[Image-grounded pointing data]
━━━━━━━━━━

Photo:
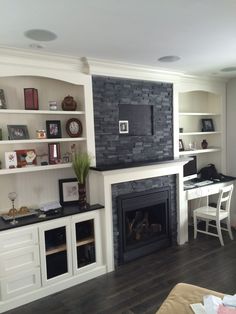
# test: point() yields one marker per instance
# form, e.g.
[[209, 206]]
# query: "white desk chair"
[[222, 211]]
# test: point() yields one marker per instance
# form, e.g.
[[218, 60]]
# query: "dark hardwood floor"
[[141, 286]]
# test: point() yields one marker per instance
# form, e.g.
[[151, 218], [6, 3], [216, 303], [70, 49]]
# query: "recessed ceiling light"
[[229, 69], [169, 59], [40, 35], [36, 46]]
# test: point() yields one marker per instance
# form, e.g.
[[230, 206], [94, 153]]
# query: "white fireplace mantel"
[[100, 183]]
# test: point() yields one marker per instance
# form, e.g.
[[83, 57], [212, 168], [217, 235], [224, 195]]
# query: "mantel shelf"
[[53, 112], [200, 151], [199, 133], [199, 114], [34, 168], [46, 140]]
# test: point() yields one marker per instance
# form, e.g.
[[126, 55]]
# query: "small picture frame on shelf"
[[2, 100], [26, 158], [54, 153], [10, 160], [123, 126], [18, 132], [31, 99], [207, 125], [181, 145], [53, 128], [68, 191]]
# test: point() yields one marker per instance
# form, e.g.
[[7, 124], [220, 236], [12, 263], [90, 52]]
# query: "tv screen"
[[190, 169]]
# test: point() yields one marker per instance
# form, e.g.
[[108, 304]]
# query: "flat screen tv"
[[190, 169]]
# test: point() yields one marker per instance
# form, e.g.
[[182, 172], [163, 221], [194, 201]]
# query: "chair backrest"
[[225, 198]]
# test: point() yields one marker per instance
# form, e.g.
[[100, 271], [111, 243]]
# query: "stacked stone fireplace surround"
[[114, 149]]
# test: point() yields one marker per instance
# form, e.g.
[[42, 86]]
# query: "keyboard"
[[203, 183]]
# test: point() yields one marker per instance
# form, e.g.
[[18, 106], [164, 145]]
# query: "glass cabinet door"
[[55, 251], [86, 241]]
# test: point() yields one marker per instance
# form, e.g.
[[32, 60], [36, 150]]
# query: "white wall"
[[230, 136]]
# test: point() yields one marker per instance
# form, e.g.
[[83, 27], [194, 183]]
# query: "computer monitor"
[[190, 169]]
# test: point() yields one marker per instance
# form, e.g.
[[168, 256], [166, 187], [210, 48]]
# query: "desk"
[[206, 190], [201, 194]]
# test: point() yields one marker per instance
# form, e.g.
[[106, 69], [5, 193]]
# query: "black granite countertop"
[[60, 213]]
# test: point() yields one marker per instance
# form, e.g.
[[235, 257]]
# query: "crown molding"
[[28, 58], [127, 70], [134, 71]]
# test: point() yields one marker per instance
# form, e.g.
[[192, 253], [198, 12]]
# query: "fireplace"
[[143, 223]]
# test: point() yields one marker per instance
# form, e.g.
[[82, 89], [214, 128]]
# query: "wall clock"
[[74, 127]]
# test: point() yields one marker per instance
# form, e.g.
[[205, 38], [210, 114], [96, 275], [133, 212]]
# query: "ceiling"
[[201, 32]]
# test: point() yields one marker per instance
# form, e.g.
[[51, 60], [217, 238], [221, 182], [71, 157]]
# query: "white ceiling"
[[201, 32]]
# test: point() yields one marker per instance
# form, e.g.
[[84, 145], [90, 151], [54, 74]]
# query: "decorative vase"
[[82, 194], [204, 144]]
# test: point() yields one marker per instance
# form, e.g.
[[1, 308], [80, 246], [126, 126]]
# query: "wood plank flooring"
[[139, 287]]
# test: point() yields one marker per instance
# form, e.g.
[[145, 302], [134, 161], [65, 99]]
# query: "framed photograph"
[[31, 99], [68, 191], [18, 132], [74, 127], [207, 125], [10, 160], [123, 126], [26, 157], [181, 145], [53, 128], [54, 153], [2, 100]]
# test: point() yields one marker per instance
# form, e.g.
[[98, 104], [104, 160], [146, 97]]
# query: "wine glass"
[[12, 196]]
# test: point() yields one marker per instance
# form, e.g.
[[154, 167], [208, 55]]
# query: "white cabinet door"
[[17, 260], [86, 241], [55, 250], [19, 284], [18, 238]]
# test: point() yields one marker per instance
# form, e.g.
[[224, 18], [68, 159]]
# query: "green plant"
[[81, 163]]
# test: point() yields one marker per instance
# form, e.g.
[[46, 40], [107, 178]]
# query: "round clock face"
[[74, 127]]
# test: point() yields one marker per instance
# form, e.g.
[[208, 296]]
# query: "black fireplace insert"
[[143, 223]]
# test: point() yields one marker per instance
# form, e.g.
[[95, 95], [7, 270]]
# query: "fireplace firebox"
[[143, 223]]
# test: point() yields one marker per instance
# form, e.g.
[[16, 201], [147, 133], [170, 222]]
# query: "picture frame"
[[123, 126], [53, 128], [68, 191], [181, 145], [54, 153], [17, 132], [207, 125], [10, 160], [26, 157], [31, 99]]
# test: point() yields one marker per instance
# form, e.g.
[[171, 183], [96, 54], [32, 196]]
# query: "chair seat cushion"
[[209, 212]]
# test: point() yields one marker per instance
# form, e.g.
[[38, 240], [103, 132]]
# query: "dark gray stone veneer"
[[113, 148], [140, 186]]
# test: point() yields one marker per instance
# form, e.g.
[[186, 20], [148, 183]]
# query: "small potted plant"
[[81, 163]]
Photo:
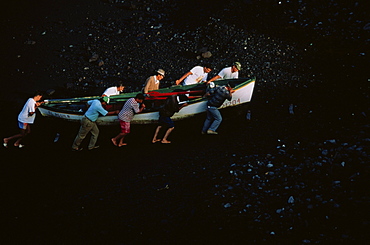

━━━━━━━━━━

— Task details —
Make an exact copy of the lines of the records from the line containing "[[171, 183], [96, 54], [32, 196]]" through the final line, both ends included, but not of the pictures.

— Output below —
[[171, 183], [96, 54], [32, 196]]
# query: "chair seat cushion"
[[209, 212]]
# test: point() yields one marker per instance
# form, e.g.
[[38, 240], [103, 132]]
# query: "dark gray stone veneer"
[[113, 148], [140, 186]]
# test: point() yields one marker per instance
# form, e.g.
[[186, 20], [148, 183]]
# query: "small potted plant"
[[81, 163]]
Photo:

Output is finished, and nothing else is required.